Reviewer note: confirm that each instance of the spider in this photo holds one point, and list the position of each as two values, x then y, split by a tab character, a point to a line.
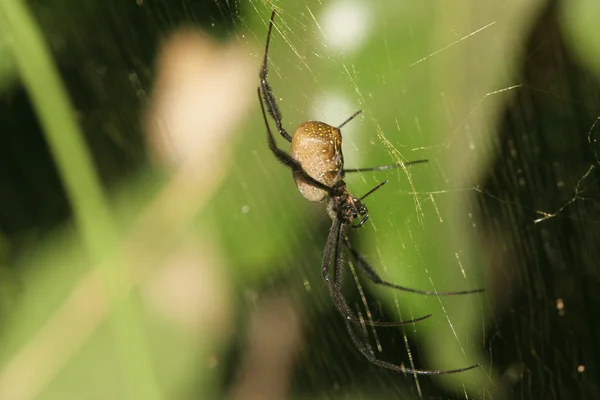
317	165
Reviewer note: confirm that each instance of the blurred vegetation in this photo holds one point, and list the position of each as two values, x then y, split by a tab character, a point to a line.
94	230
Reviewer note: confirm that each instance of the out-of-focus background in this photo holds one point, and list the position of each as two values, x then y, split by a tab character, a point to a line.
151	246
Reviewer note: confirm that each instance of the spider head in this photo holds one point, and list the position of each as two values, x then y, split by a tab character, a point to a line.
348	208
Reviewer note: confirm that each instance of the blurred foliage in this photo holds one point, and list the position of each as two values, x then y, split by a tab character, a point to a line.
428	90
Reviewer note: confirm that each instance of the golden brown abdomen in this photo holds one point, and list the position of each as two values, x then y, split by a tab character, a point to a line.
318	148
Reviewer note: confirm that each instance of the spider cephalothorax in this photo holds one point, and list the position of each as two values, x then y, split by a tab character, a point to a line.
317	165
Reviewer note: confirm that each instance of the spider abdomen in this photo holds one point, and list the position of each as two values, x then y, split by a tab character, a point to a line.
317	146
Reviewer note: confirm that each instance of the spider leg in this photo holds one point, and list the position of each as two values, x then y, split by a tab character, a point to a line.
386	167
375	278
333	247
367	350
360	338
288	160
267	92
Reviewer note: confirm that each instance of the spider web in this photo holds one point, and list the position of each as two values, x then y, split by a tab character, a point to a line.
436	84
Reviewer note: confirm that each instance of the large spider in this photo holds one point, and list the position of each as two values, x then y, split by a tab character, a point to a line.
317	164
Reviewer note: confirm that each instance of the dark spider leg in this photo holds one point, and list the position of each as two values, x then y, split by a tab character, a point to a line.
360	339
375	278
366	217
333	247
267	92
288	160
386	167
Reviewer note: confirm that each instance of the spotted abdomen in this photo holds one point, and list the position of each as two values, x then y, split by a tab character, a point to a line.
318	148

**Work to complete:**
What I need is every record written out exactly, minus the pictures.

**Exercise answer:**
Reviewer note: confirm that each instance of the spider in this photo holds one point, and list the position of each as two values, x then y, split by a tab character, a point to a line.
317	165
Reviewer note: confirm that each instance of the blurred vegetation in this photo holds one point, and list the position of each as two values, x then y, split by a tab character, a point to a line.
94	230
Reviewer note: confirm that each instance of the out-of-focus background in this photo holds one point, and list the position of each as two values, x then y, split by a tab character, a point to a line.
151	246
Reviewer note: confirm that each instance of the spider head in this photo holds one point, and list the position of each as two values, x then y, split by a tab character, a point to a line.
348	208
Reviewer note: confirm that each instance of the blurred foliage in this photo holds one point, and list the position of each as two values, x then y, split by a tab character, a point to a line.
428	90
Reviewer note: confirm that each instance of the golden brown abdomen in this photo holds one point, and list the position of each as two values, x then y, split by a tab character, a point to a line.
318	148
Reviewer note: confirm that each instance of the spider cephalothorax in this photo holds one point, and list the position of each as two values, x then y, split by a tab character, a point to a line.
317	165
Reviewer note: confirm that each instance of the spider abdomen in this photo holds one point, and list the position of each as two values, x then y, split by a tab character, a point to a line.
317	146
Reviewer note: confirm that each instance of the spider leg in this photo holds one point, and list the position of each as two values, x then y, split by a tab character, a point to a line.
386	167
375	278
333	247
367	350
360	338
288	160
267	92
Reviewer note: confirm that each instance of the spider web in this photo holds one point, and list the position of each as two values, x then y, split by a tab character, a point to a line.
436	84
Reviewer note: confirm that each instance of the large spider in this photo holds one point, and list the position of each as two values, x then y, split by a tab character, a point to a line.
317	164
Reviewer note: confirm that each instance of the dark spider leg in this photo holds one point, and list the position of each as two values, x then y, split by a tab character, a point to a line.
360	339
375	278
366	217
333	247
267	92
288	160
386	167
Reviewer note: confirm that each instance of the spotted abdomen in this photo holds one point, and list the position of each as two values, x then y, split by a tab character, a point to a line.
318	148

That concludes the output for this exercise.